§ **Exercise objective**:
Beneath this task are records; count how many lines include the string "Could" and answer with that number alone.
***** Listed entries
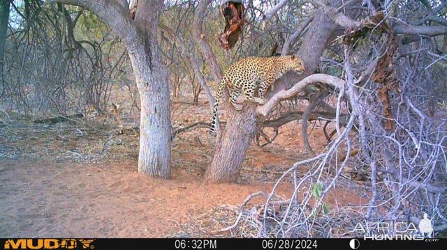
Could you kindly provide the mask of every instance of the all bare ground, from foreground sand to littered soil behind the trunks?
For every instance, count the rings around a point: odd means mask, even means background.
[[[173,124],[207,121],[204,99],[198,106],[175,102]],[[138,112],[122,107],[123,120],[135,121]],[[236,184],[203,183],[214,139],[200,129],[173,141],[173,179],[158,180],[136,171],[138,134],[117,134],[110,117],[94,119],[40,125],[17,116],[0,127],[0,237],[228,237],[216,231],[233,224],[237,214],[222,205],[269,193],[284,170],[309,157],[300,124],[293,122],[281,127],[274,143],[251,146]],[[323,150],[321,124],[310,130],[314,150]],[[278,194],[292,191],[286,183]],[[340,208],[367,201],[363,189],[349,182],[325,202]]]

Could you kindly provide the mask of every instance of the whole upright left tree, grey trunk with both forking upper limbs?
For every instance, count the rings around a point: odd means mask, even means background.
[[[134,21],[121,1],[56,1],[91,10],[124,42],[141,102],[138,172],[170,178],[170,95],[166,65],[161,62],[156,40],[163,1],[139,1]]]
**********
§ **Output of the task**:
2